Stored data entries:
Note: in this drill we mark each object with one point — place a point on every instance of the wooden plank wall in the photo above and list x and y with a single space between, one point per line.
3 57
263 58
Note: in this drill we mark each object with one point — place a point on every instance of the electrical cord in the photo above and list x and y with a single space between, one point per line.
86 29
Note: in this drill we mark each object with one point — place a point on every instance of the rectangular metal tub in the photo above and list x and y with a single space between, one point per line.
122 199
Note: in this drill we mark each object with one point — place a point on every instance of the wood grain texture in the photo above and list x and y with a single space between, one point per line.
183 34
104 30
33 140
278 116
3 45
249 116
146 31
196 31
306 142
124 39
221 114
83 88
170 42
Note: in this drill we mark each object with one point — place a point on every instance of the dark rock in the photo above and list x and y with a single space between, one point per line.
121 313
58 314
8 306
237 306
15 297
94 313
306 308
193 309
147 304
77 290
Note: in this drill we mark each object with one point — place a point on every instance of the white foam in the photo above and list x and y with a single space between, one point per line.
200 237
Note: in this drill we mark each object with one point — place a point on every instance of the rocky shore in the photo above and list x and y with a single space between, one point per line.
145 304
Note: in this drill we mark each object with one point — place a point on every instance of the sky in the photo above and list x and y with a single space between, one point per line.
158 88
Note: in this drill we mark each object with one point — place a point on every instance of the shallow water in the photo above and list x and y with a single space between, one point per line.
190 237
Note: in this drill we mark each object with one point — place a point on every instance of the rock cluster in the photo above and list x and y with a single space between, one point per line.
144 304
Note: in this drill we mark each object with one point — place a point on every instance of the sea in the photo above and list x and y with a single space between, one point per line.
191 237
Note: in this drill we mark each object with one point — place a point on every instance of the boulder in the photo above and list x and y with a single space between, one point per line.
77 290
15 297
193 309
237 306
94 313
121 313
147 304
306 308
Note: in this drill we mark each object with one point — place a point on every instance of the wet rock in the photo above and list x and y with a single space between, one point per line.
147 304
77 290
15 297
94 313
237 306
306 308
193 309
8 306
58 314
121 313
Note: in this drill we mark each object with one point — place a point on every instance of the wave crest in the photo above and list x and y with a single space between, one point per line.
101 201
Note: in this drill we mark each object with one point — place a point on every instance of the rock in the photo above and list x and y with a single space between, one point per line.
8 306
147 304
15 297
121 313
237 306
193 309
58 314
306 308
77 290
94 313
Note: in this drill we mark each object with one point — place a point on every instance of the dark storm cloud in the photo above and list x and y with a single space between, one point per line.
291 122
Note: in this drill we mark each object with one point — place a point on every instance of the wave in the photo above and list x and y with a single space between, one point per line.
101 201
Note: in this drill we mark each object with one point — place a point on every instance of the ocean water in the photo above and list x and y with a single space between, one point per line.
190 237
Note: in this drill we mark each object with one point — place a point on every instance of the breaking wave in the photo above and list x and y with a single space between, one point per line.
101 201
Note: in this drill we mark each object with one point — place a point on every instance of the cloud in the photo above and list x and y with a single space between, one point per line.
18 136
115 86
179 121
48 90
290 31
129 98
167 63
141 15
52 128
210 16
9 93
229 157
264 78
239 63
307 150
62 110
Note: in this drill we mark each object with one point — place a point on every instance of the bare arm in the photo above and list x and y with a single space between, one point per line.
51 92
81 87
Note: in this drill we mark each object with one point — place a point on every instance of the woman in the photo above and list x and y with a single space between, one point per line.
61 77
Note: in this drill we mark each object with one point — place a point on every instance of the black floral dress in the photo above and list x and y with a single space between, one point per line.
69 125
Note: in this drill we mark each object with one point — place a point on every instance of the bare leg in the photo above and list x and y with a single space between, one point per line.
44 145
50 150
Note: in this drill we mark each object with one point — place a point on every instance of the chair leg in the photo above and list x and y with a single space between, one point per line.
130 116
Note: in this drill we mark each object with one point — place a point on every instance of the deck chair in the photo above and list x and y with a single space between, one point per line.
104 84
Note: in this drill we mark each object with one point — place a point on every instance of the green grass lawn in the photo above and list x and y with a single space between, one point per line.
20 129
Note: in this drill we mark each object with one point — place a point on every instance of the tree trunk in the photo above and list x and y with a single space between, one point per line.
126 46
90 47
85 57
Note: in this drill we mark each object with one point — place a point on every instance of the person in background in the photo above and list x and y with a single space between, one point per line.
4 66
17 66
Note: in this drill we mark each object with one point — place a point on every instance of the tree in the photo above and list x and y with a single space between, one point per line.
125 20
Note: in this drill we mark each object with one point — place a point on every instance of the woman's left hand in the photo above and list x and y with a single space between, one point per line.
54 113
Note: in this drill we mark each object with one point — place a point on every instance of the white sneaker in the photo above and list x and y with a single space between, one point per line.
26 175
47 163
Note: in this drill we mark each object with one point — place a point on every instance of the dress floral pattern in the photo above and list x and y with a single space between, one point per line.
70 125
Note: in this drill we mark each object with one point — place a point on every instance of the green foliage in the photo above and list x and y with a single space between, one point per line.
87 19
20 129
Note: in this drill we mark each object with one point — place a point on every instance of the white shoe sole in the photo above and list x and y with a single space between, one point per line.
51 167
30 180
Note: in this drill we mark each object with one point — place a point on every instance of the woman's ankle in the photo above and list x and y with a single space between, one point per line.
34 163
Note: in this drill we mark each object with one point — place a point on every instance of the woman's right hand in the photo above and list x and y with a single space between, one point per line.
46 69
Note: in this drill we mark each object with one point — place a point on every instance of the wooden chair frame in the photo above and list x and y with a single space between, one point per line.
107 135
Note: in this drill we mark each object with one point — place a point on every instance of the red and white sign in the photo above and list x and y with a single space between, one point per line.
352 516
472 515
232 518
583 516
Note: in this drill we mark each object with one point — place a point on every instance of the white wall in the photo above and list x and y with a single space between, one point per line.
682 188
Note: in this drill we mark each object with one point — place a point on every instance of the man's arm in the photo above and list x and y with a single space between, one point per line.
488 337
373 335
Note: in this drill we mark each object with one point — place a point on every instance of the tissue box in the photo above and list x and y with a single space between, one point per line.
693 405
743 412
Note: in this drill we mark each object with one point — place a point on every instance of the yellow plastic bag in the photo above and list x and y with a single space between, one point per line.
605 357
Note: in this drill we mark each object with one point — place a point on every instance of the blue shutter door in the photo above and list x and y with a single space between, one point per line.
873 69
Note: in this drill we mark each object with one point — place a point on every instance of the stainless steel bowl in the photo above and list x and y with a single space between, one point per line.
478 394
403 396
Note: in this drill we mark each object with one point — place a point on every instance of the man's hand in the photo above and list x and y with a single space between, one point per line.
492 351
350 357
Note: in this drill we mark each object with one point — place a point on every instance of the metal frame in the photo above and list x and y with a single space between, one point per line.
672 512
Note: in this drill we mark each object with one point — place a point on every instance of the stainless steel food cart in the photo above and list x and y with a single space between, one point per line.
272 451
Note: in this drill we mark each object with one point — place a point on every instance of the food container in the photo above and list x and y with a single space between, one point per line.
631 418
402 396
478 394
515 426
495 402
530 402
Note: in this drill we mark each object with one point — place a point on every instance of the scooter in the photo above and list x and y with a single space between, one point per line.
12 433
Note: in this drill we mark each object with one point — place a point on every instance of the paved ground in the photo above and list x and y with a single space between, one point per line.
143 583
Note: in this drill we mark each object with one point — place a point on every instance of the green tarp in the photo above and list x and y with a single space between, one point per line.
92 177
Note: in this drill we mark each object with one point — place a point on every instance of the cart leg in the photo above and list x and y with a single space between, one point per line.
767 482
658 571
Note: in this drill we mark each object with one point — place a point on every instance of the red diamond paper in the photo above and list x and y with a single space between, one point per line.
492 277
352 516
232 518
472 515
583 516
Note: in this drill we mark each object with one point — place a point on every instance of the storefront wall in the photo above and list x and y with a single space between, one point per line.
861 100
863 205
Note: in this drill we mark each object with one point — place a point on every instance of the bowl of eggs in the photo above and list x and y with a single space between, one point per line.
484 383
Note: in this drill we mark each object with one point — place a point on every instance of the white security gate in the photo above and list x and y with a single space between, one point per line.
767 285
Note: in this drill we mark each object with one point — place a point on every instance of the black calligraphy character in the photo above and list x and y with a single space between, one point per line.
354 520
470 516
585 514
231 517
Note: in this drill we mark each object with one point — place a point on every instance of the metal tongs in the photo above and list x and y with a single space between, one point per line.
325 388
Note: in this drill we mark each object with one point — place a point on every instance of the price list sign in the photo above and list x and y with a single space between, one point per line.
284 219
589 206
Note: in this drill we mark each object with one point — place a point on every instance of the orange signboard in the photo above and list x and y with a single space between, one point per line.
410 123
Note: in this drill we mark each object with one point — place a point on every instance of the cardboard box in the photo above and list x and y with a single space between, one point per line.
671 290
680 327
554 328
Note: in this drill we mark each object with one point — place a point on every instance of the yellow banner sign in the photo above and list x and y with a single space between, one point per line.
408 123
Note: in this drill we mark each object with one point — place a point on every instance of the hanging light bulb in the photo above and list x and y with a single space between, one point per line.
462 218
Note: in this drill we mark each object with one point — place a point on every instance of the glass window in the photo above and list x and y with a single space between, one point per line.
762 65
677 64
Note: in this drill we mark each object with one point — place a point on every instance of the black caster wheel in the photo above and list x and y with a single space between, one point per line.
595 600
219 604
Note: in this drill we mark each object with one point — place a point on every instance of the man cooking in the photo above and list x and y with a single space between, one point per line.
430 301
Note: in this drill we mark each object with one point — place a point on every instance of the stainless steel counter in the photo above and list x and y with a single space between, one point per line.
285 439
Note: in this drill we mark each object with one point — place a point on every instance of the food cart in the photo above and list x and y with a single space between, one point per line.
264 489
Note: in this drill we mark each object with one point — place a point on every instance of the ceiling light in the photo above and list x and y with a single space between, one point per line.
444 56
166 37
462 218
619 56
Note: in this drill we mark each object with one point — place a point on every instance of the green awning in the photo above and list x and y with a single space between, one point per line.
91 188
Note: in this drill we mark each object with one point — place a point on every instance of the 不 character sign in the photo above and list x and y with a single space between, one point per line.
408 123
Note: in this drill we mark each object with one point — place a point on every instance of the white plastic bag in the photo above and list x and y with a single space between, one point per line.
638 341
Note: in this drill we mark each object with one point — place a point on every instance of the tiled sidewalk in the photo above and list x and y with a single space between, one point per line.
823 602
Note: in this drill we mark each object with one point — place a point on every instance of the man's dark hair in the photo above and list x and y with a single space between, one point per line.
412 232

TASK GOAL
Extract, exactly as they appear, the lines from the one containing "stainless steel counter" through the final line.

EXERCISE OUTPUT
Note: in this drill we mark each object with one point — place a point on every instance of the stainless steel counter in the photo above and list x and y with a single space between, one point per line.
285 439
Note: in this drill we mark each object with one point — place a point on every instance of the food cart in the photo above and list x and y with a single space between, one point per line.
264 489
Note: in this drill we mark each object with one point — place a point on every instance of the ceiling light in the photo above and list x and y with a single space between, one point per line.
444 56
166 37
462 218
619 56
Note: in this drill we mark each object with one point — place a point on every instance of the green awning in the photo above and list x and y with a single space between, one point per line.
91 188
Note: in this drill we mark each object with one point — place a point on every instance of the 不 character sign in the photo above and list x and y with a single space between, one point per line.
408 123
Note: in this drill we mark each object with one point — place a point on every instance of the white plastic bag in the photo above and list x and y with a single space between, one point per line.
638 341
Note: in this drill we mark each object with one point — place a point on every instance of the tiled sidewalk in the photo above and list x and y with a single space between, one point per line.
823 602
Note: in this drill we mark each object with one point — place a point on every instance of the man's dark hair in the photo above and list x and y with a single space between, one point per line.
412 232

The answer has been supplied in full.